## Your goal
Can you render every line of the items below as a JSON list of strings, one string per line, leaving out blank lines?

Items from a data source:
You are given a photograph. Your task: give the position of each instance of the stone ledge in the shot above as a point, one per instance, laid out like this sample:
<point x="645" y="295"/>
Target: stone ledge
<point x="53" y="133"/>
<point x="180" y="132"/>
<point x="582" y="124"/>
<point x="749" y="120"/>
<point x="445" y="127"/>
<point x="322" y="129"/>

## Reply to the exercise
[
  "You are given a photograph. Your task: give the position of each instance of the stone ledge in the shot above as a point, one per instance, laid out like this sample:",
  "<point x=\"645\" y=\"295\"/>",
  "Target: stone ledge",
  "<point x=\"53\" y=\"133\"/>",
  "<point x=\"180\" y=\"132\"/>",
  "<point x=\"582\" y=\"124\"/>",
  "<point x=\"749\" y=\"120\"/>",
  "<point x=\"445\" y=\"127\"/>",
  "<point x=\"322\" y=\"129\"/>"
]